_REQUIRED TASK:_ Render the lines beginning with the one that contains "[output] one dot per instance, form <point>209,174</point>." and ending with the one that contains "<point>16,217</point>", both included, as a JSON list of strings with one string per line and blank lines omitted.

_DATA PROVIDED:_

┌────────

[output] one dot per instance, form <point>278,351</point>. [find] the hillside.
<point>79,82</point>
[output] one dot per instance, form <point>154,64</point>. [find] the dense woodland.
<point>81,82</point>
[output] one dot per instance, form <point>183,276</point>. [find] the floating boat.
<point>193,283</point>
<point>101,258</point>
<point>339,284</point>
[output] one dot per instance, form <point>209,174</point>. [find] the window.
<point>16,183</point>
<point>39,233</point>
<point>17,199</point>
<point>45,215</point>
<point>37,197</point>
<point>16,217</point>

└────────
┌────────

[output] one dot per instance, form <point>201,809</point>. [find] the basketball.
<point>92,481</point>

└────────

_ANSWER TO THE TASK:_
[
  "[output] one dot per instance, form <point>209,174</point>. [find] the window.",
  "<point>16,183</point>",
  "<point>39,233</point>",
  "<point>17,199</point>",
  "<point>45,215</point>",
  "<point>37,197</point>",
  "<point>16,217</point>"
]